- [WRITTEN INSTRUCTION]: Convert each line of the records below into a Markdown table with two columns, "No." for the row number and "Line" for the line, and omit blank lines. Leave the pictures out of the answer.

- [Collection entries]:
<<<<
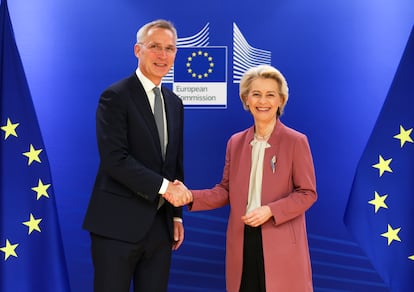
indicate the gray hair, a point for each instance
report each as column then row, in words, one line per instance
column 159, row 23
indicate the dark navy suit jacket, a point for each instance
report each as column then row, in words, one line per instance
column 125, row 196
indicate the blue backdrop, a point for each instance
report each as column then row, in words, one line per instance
column 339, row 58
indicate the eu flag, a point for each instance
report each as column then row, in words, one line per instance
column 200, row 64
column 31, row 250
column 380, row 210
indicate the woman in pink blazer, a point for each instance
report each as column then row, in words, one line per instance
column 269, row 182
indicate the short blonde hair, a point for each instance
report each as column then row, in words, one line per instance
column 159, row 23
column 266, row 72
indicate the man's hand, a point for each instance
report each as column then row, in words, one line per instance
column 178, row 194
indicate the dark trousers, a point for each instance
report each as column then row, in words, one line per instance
column 146, row 263
column 253, row 277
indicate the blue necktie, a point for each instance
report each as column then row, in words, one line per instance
column 159, row 117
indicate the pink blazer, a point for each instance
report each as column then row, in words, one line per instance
column 289, row 189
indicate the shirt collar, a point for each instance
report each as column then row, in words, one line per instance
column 146, row 83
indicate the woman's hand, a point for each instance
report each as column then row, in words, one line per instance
column 258, row 216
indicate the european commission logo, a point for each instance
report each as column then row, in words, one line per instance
column 199, row 76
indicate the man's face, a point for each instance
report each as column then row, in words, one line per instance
column 156, row 54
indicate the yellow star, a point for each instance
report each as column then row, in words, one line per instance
column 404, row 136
column 378, row 202
column 383, row 165
column 392, row 234
column 33, row 155
column 9, row 129
column 41, row 189
column 9, row 249
column 33, row 224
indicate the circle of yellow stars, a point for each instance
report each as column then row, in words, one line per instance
column 202, row 74
column 383, row 165
column 41, row 189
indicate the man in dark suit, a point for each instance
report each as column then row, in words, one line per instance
column 133, row 230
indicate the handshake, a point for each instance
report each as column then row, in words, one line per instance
column 177, row 194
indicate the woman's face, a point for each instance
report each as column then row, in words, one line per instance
column 263, row 100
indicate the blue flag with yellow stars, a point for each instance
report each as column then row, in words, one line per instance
column 380, row 210
column 31, row 250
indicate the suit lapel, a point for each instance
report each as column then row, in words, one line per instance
column 140, row 99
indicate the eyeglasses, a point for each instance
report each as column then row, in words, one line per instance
column 158, row 48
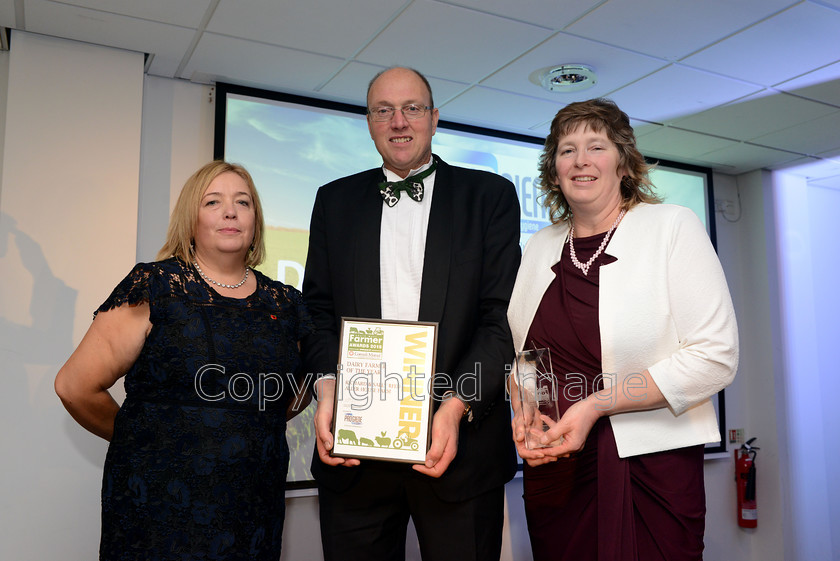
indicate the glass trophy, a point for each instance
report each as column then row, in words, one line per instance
column 537, row 393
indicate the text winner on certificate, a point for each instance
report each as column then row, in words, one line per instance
column 384, row 412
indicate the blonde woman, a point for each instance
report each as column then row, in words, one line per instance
column 197, row 458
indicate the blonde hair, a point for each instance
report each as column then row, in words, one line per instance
column 599, row 115
column 182, row 223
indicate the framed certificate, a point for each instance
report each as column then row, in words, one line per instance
column 383, row 397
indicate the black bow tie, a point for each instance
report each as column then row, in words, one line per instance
column 412, row 185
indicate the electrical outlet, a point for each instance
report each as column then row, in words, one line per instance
column 724, row 206
column 736, row 436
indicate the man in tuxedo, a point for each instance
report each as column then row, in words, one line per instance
column 445, row 252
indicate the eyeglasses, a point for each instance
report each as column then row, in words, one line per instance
column 411, row 112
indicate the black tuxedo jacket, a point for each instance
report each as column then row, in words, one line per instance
column 472, row 255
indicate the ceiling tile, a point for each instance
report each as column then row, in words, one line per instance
column 819, row 85
column 613, row 67
column 494, row 109
column 187, row 13
column 669, row 29
column 813, row 137
column 303, row 25
column 553, row 15
column 451, row 42
column 818, row 172
column 778, row 49
column 747, row 118
column 679, row 145
column 269, row 66
column 352, row 81
column 675, row 92
column 167, row 42
column 741, row 158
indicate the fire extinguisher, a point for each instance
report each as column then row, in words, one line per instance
column 745, row 478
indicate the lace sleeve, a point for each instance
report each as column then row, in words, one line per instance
column 132, row 290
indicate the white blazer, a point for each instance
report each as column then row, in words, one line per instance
column 664, row 306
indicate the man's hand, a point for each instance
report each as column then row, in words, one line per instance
column 445, row 426
column 325, row 389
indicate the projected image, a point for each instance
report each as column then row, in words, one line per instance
column 293, row 148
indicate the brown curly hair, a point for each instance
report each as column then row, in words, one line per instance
column 599, row 115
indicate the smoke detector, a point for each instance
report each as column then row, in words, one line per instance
column 565, row 78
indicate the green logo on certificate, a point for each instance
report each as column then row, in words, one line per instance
column 366, row 341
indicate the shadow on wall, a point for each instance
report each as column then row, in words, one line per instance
column 37, row 313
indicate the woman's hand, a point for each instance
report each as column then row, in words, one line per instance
column 569, row 434
column 520, row 425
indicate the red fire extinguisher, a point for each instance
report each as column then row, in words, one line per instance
column 745, row 478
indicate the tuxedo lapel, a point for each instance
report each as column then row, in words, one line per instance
column 366, row 251
column 438, row 247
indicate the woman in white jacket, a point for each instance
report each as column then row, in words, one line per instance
column 631, row 300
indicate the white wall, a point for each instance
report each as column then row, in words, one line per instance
column 84, row 195
column 751, row 401
column 806, row 248
column 68, row 208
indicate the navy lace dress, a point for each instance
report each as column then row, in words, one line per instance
column 197, row 465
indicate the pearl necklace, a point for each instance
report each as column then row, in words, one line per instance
column 223, row 285
column 585, row 266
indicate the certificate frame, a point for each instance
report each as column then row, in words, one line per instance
column 384, row 389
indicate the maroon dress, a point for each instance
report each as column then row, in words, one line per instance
column 595, row 505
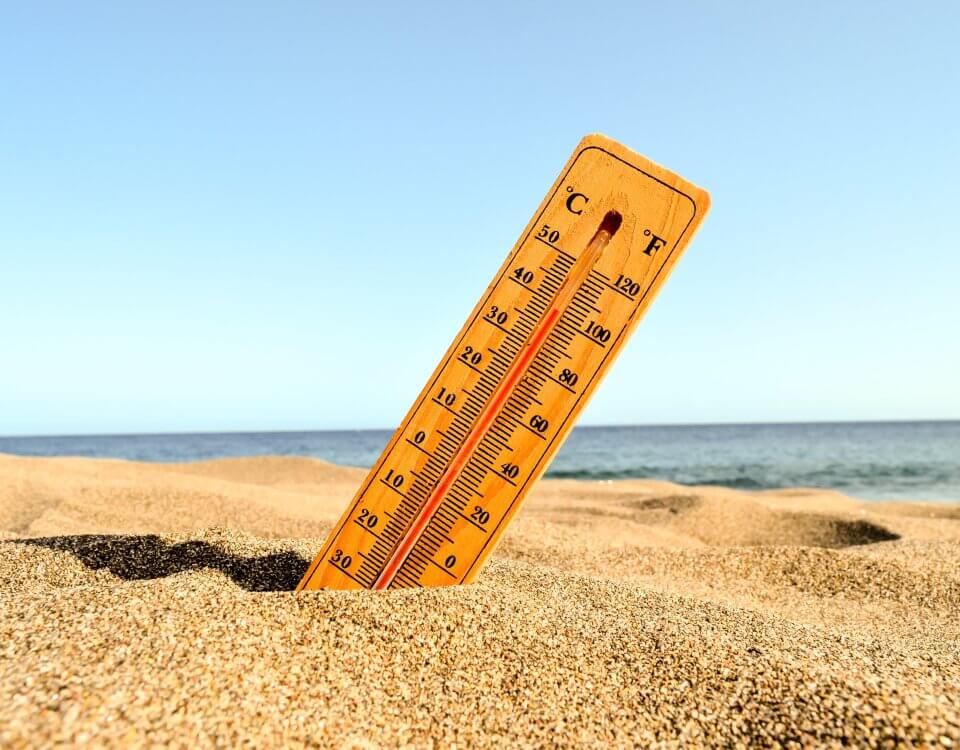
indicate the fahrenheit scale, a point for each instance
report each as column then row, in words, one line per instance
column 510, row 387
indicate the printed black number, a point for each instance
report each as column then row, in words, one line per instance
column 447, row 398
column 628, row 285
column 469, row 355
column 539, row 423
column 522, row 274
column 598, row 332
column 395, row 479
column 569, row 377
column 548, row 234
column 497, row 315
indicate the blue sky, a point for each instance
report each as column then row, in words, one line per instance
column 196, row 198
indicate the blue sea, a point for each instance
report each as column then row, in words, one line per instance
column 869, row 460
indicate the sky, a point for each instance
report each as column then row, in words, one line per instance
column 276, row 215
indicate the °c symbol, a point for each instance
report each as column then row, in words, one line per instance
column 572, row 205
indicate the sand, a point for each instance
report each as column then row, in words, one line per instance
column 151, row 604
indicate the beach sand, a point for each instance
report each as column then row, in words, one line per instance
column 152, row 603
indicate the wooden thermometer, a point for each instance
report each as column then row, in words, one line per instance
column 510, row 387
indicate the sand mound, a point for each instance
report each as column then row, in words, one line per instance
column 624, row 613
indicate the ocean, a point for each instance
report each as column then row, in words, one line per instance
column 868, row 460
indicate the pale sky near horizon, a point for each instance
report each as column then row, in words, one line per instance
column 195, row 198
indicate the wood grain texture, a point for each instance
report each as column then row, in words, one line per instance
column 550, row 324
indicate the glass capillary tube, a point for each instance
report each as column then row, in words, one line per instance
column 608, row 227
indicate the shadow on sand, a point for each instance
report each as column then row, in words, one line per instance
column 137, row 558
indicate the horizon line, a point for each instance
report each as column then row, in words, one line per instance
column 393, row 429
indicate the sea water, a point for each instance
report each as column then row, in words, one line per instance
column 870, row 460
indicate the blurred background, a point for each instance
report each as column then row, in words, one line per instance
column 275, row 216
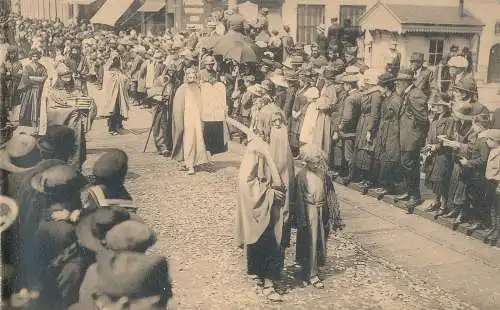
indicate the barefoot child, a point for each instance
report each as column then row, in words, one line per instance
>>>>
- [FINAL RESULT]:
| No. | Line |
|---|---|
| 1 | indicate the gray hair, a point for each instance |
| 2 | report each as column then row, in words, one line per instance |
| 3 | column 159, row 23 |
| 4 | indicate the dark navy suit jacket, a point for each instance |
| 5 | report each as column then row, in words, one line per instance |
| 6 | column 125, row 196 |
| 7 | indicate the blue backdrop, a point for each instance |
| 8 | report each as column then row, in words, one line per instance |
| 9 | column 339, row 58 |
| 10 | indicate the eu flag, a point for each instance |
| 11 | report each as column then row, in words, one line per instance |
| 12 | column 200, row 64 |
| 13 | column 31, row 250 |
| 14 | column 380, row 210 |
| 15 | indicate the woman in pink blazer, a point for each instance |
| 16 | report each as column then row, in words, one line per instance |
| 17 | column 269, row 182 |
| 18 | indicate the short blonde hair, a point for each instance |
| 19 | report each as column then row, in words, one line per instance |
| 20 | column 159, row 23 |
| 21 | column 266, row 72 |
| 22 | indicate the man's hand, a point for each instance |
| 23 | report each as column then row, in words, one line per instance |
| 24 | column 178, row 194 |
| 25 | indicate the dark trousers, a point for each instance |
| 26 | report each as column then row, in words, one line per instance |
| 27 | column 146, row 263 |
| 28 | column 253, row 277 |
| 29 | indicate the blue necktie, a point for each instance |
| 30 | report each as column then row, in words, one line per instance |
| 31 | column 159, row 117 |
| 32 | indicate the pink blazer, a point for each instance |
| 33 | report each as column then row, in words, one line per instance |
| 34 | column 289, row 189 |
| 35 | indicate the shirt collar, a point for each instance |
| 36 | report each as column then row, in words, one line per instance |
| 37 | column 146, row 83 |
| 38 | indicate the woman's hand, a point for each instance |
| 39 | report each as column then row, in words, one line per instance |
| 40 | column 258, row 216 |
| 41 | indicate the european commission logo, a point for each instance |
| 42 | report each as column then row, in words, one line per instance |
| 43 | column 199, row 76 |
| 44 | indicate the man's face, a point for each instance |
| 45 | report each as column then row, in words, one line per instance |
| 46 | column 156, row 54 |
| 47 | indicate the yellow star, a point for each instance |
| 48 | report each as column then row, in words, one line per instance |
| 49 | column 404, row 136 |
| 50 | column 378, row 202 |
| 51 | column 383, row 165 |
| 52 | column 392, row 234 |
| 53 | column 33, row 155 |
| 54 | column 9, row 129 |
| 55 | column 41, row 189 |
| 56 | column 9, row 249 |
| 57 | column 33, row 224 |
| 58 | indicate the circle of yellow stars, a point for each instance |
| 59 | report each as column then row, in words, one line per instance |
| 60 | column 202, row 74 |
| 61 | column 383, row 165 |
| 62 | column 41, row 189 |
| 63 | indicate the man in dark suit, a point for each instance |
| 64 | report each as column then row, in words, one line per instance |
| 65 | column 133, row 230 |
| 66 | indicate the handshake, a point for each instance |
| 67 | report each as column then row, in words, one line per instance |
| 68 | column 177, row 194 |
| 69 | indicate the woman's face, a point for each instance |
| 70 | report each as column then row, in words, one line per instance |
| 71 | column 263, row 100 |
| 72 | indicate the blue flag with yellow stars, a point for each instance |
| 73 | report each as column then row, in words, one line per instance |
| 74 | column 380, row 210 |
| 75 | column 31, row 250 |
| 76 | indicate the suit lapel, a point for each instance |
| 77 | report each as column then row, in words, one line per instance |
| 78 | column 140, row 99 |
| 79 | indicate the eyeglasses, a point for each instance |
| 80 | report each as column then row, in words, one line per instance |
| 81 | column 158, row 48 |
| 82 | indicate the glass trophy, a point for each instance |
| 83 | report each as column then row, in words, one line per instance |
| 84 | column 537, row 393 |
| 85 | indicate the text winner on certificate, a point for each instance |
| 86 | report each as column then row, in words, one line per instance |
| 87 | column 384, row 412 |
| 88 | indicate the blonde woman, a point for each instance |
| 89 | report each as column then row, in words, one line per instance |
| 90 | column 197, row 458 |
| 91 | indicate the blonde hair, a point for each instance |
| 92 | report each as column then row, in words, one line per instance |
| 93 | column 599, row 115 |
| 94 | column 182, row 223 |
| 95 | indicate the framed certificate, a point for each instance |
| 96 | report each as column then row, in words, one line per instance |
| 97 | column 383, row 397 |
| 98 | indicate the black bow tie, a point for each instance |
| 99 | report each as column then row, in words, one line per instance |
| 100 | column 412, row 185 |
| 101 | indicate the electrical outlet, a point for each instance |
| 102 | report each as column then row, in words, one line per instance |
| 103 | column 724, row 206 |
| 104 | column 736, row 436 |
| 105 | indicate the man in tuxedo, a point for each instance |
| 106 | report each as column then row, in words, one line per instance |
| 107 | column 445, row 252 |
| 108 | indicate the eyeglasses, a point for each instance |
| 109 | report each as column then row, in words, one line per instance |
| 110 | column 411, row 112 |
| 111 | indicate the black tuxedo jacket, a point for each instance |
| 112 | report each as column then row, in words, one line per instance |
| 113 | column 472, row 255 |
| 114 | indicate the ceiling tile, a point for each instance |
| 115 | report each as column then row, in words, one line per instance |
| 116 | column 819, row 85 |
| 117 | column 613, row 67 |
| 118 | column 494, row 109 |
| 119 | column 187, row 13 |
| 120 | column 669, row 29 |
| 121 | column 813, row 137 |
| 122 | column 303, row 25 |
| 123 | column 553, row 15 |
| 124 | column 451, row 42 |
| 125 | column 818, row 172 |
| 126 | column 778, row 49 |
| 127 | column 747, row 118 |
| 128 | column 679, row 145 |
| 129 | column 269, row 66 |
| 130 | column 352, row 81 |
| 131 | column 675, row 92 |
| 132 | column 167, row 42 |
| 133 | column 741, row 158 |
| 134 | indicate the fire extinguisher, a point for each instance |
| 135 | report each as column then row, in words, one line per instance |
| 136 | column 745, row 478 |
| 137 | indicate the lace sleeve, a point for each instance |
| 138 | report each as column then row, in words, one line per instance |
| 139 | column 132, row 290 |
| 140 | indicate the white blazer, a point for each instance |
| 141 | report each as column then row, in words, one line per instance |
| 142 | column 664, row 306 |
| 143 | indicate the man's hand, a point for each instance |
| 144 | report each as column then row, in words, one line per instance |
| 145 | column 445, row 426 |
| 146 | column 325, row 389 |
| 147 | indicate the projected image, a point for each instance |
| 148 | report each as column then row, in words, one line per instance |
| 149 | column 293, row 148 |
| 150 | indicate the brown curly hair, a point for each instance |
| 151 | report each as column then row, in words, one line per instance |
| 152 | column 599, row 115 |
| 153 | indicate the smoke detector, a point for each instance |
| 154 | report each as column then row, in words, one line per instance |
| 155 | column 565, row 78 |
| 156 | indicate the green logo on certificate, a point for each instance |
| 157 | report each as column then row, in words, one line per instance |
| 158 | column 366, row 341 |
| 159 | indicate the shadow on wall, a point for each instance |
| 160 | report each as column then row, in words, one line per instance |
| 161 | column 37, row 313 |
| 162 | indicate the woman's hand, a point for each instance |
| 163 | report each as column then row, in words, one line per instance |
| 164 | column 569, row 434 |
| 165 | column 520, row 425 |
| 166 | indicate the red fire extinguisher, a point for each instance |
| 167 | report each as column then row, in words, one line per instance |
| 168 | column 745, row 478 |
| 169 | indicate the tuxedo lapel, a point for each instance |
| 170 | report each as column then row, in words, one line per instance |
| 171 | column 366, row 251 |
| 172 | column 438, row 247 |
| 173 | indicate the woman in white jacket, a point for each instance |
| 174 | report each as column then row, in words, one line per instance |
| 175 | column 631, row 300 |
| 176 | indicate the white wall, a point for each instance |
| 177 | report each as column then row, in words, one line per instance |
| 178 | column 84, row 195 |
| 179 | column 751, row 401 |
| 180 | column 806, row 248 |
| 181 | column 68, row 208 |
| 182 | indicate the navy lace dress, a point for each instance |
| 183 | report each as column then row, in words, one line per instance |
| 184 | column 197, row 465 |
| 185 | indicate the pearl necklace, a point for each instance |
| 186 | report each as column then row, in words, one line per instance |
| 187 | column 223, row 285 |
| 188 | column 585, row 266 |
| 189 | indicate the certificate frame, a point for each instance |
| 190 | report each as column then row, in words, one line per instance |
| 191 | column 384, row 389 |
| 192 | indicate the maroon dress, a point for each instance |
| 193 | report each as column then row, in words, one line per instance |
| 194 | column 595, row 505 |
| 195 | indicate the fahrenheit scale, a point for each instance |
| 196 | report each as column then row, in words, one line per instance |
| 197 | column 510, row 387 |
| 198 | indicate the printed black number, a point for each instance |
| 199 | report each as column then row, in words, one line per instance |
| 200 | column 447, row 398 |
| 201 | column 628, row 285 |
| 202 | column 469, row 355 |
| 203 | column 539, row 423 |
| 204 | column 522, row 274 |
| 205 | column 598, row 332 |
| 206 | column 395, row 479 |
| 207 | column 569, row 377 |
| 208 | column 548, row 234 |
| 209 | column 497, row 315 |
| 210 | indicate the blue sky, a point for each instance |
| 211 | report each as column then row, in words, one line per instance |
| 212 | column 196, row 198 |
| 213 | indicate the blue sea, a point for each instance |
| 214 | report each as column then row, in words, one line per instance |
| 215 | column 869, row 460 |
| 216 | indicate the sky, a point for each instance |
| 217 | report each as column then row, in words, one line per instance |
| 218 | column 276, row 215 |
| 219 | indicate the °c symbol, a point for each instance |
| 220 | report each as column then row, in words, one line per instance |
| 221 | column 572, row 205 |
| 222 | indicate the sand, a point for each instance |
| 223 | report each as column then row, in words, one line per instance |
| 224 | column 151, row 604 |
| 225 | indicate the beach sand, a point for each instance |
| 226 | report each as column then row, in words, one line per instance |
| 227 | column 152, row 603 |
| 228 | indicate the wooden thermometer, a point for each instance |
| 229 | report each as column then row, in words, one line per instance |
| 230 | column 510, row 387 |
| 231 | indicate the sand mound, a point for each instance |
| 232 | report each as column then row, in words, one line per instance |
| 233 | column 624, row 613 |
| 234 | indicate the ocean, a point for each instance |
| 235 | report each as column then row, in words, one line per instance |
| 236 | column 868, row 460 |
| 237 | indicate the pale sky near horizon, a point for each instance |
| 238 | report each as column then row, in words, one line per instance |
| 239 | column 195, row 198 |
| 240 | indicate the wood grain texture, a point for each instance |
| 241 | report each as column then row, in words, one line per instance |
| 242 | column 550, row 324 |
| 243 | indicate the glass capillary tube, a point for each instance |
| 244 | report each as column then row, in words, one line per instance |
| 245 | column 608, row 227 |
| 246 | indicate the shadow on sand, a point for each instance |
| 247 | report each as column then row, in words, one line per instance |
| 248 | column 137, row 558 |
| 249 | indicate the horizon line, a point for each instance |
| 250 | report each as column then row, in words, one line per instance |
| 251 | column 393, row 429 |
| 252 | indicate the sea water, a point for each instance |
| 253 | report each as column then row, in words, one line per instance |
| 254 | column 870, row 460 |
| 255 | indicate the blurred background, a point for each instance |
| 256 | report each as column then row, in words, one line per instance |
| 257 | column 275, row 216 |
| 258 | indicate the barefoot child, a point for each instance |
| 259 | report each as column then row, in words, one line per instance |